_OBJECTIVE:_ Extract, word for word, the lines of the items below that run from the line containing "Please drop a marker on every instance of the support" through the line containing "<point>667,525</point>", including both of those lines.

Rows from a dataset
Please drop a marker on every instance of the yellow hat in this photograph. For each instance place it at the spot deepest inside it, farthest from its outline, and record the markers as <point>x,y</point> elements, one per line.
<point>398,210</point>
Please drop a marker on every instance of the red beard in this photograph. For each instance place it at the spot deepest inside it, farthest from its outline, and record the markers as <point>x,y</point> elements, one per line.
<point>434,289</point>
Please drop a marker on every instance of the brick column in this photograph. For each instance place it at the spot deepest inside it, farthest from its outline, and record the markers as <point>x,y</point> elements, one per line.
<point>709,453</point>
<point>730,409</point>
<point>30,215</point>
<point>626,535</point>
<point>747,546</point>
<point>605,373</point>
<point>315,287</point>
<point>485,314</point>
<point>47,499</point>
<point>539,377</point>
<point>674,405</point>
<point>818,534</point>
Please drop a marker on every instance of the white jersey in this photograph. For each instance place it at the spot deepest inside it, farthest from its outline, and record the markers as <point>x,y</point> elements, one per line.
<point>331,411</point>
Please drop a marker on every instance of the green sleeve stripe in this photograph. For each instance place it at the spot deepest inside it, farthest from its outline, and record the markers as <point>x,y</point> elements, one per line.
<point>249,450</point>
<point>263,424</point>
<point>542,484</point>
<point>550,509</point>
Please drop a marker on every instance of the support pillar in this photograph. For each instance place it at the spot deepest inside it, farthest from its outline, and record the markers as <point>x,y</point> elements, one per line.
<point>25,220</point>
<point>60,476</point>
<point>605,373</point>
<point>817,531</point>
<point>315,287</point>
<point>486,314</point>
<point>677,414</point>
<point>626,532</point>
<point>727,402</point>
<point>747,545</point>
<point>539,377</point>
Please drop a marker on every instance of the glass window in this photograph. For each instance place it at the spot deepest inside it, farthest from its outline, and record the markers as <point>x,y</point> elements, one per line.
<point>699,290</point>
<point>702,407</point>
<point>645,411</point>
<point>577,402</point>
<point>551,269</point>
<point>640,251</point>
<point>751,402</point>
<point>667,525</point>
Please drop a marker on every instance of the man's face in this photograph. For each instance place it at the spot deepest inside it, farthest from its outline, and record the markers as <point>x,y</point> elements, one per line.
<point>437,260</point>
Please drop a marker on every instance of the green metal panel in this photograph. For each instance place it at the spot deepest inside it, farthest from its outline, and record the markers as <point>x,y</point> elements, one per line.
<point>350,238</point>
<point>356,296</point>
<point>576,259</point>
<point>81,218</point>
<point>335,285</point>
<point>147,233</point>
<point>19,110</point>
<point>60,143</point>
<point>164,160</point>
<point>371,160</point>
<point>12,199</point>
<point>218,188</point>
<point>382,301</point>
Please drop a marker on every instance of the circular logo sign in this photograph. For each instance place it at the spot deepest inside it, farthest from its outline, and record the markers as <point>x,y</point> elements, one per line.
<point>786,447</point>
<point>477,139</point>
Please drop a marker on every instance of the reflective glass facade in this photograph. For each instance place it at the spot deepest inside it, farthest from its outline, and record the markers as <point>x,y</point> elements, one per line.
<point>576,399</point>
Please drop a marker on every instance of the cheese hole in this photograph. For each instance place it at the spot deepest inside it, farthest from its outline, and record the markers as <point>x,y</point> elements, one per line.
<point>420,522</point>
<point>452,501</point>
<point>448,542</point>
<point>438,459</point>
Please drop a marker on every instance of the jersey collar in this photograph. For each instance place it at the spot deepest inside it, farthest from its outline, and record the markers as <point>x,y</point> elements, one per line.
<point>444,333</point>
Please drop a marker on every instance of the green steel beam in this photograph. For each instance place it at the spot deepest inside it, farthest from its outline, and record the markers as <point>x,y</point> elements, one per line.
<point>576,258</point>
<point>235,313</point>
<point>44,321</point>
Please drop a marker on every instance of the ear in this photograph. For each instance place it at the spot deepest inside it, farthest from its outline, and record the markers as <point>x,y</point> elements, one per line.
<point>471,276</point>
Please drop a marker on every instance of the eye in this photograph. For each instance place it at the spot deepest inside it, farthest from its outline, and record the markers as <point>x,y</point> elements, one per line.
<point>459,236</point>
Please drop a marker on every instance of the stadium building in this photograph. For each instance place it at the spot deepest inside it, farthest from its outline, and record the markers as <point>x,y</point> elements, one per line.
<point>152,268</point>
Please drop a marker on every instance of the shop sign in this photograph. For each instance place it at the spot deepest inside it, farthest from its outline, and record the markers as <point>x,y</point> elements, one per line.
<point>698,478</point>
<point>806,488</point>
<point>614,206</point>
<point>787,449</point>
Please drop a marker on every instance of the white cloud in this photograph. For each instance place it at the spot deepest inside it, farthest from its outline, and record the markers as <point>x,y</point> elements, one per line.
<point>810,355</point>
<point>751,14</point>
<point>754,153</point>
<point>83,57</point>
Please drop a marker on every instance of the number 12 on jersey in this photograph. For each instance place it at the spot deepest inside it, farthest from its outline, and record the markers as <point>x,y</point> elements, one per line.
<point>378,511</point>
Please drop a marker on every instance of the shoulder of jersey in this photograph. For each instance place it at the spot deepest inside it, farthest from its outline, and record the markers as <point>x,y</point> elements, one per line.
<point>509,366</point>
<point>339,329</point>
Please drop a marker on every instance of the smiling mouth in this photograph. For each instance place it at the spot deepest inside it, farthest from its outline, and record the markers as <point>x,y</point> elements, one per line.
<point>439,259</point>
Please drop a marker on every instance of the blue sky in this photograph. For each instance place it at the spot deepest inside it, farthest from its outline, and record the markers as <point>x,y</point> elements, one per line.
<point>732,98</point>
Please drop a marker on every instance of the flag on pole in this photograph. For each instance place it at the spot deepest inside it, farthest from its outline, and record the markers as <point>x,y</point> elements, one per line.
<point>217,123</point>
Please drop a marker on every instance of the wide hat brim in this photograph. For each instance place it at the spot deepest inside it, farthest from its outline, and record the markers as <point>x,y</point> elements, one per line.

_FINISHED ANSWER:_
Please drop a marker on every instance of the support pillar in this photograph. For each instance place it at the spot deepest inside it, farthest from its outline, and record the markers as <point>x,y</point> elements, one per line.
<point>25,220</point>
<point>60,476</point>
<point>605,373</point>
<point>817,531</point>
<point>315,287</point>
<point>486,314</point>
<point>677,414</point>
<point>626,532</point>
<point>727,402</point>
<point>747,545</point>
<point>539,377</point>
Please drop a marker on every instance of the glass window in this photograph. For each instance place it at the spot deepest inside it, farthest from its outline, and record the markers as <point>x,y</point> elements, one per line.
<point>699,290</point>
<point>702,407</point>
<point>645,411</point>
<point>577,402</point>
<point>551,269</point>
<point>640,251</point>
<point>751,402</point>
<point>667,525</point>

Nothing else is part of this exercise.